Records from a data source
────
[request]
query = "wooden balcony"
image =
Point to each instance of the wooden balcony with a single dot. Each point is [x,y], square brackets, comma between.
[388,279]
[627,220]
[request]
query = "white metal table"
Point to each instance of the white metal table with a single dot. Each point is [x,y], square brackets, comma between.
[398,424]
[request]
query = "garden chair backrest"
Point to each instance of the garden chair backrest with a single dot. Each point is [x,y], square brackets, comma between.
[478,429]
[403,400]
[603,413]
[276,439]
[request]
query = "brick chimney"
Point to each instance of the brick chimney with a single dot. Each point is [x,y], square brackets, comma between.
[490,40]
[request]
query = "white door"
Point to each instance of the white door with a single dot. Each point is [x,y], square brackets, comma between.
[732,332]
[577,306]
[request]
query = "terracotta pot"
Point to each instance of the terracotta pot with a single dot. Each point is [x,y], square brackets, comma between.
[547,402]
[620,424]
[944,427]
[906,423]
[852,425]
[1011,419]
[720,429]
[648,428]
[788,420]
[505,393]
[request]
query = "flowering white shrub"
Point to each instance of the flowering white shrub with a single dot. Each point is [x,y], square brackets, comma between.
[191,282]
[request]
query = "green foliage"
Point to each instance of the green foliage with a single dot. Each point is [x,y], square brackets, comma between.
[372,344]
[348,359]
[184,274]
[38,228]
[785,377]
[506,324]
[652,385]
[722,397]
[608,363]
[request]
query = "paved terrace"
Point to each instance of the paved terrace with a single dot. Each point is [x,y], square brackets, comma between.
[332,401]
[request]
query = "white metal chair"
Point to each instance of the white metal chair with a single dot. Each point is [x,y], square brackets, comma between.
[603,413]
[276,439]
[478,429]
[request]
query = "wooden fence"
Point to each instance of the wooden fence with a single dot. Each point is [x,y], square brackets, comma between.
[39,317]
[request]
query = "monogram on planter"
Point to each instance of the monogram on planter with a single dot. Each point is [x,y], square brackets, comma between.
────
- **Work request**:
Once the lines of the entries containing the word "planter" have been counted, report the number alone.

- **Written response**:
2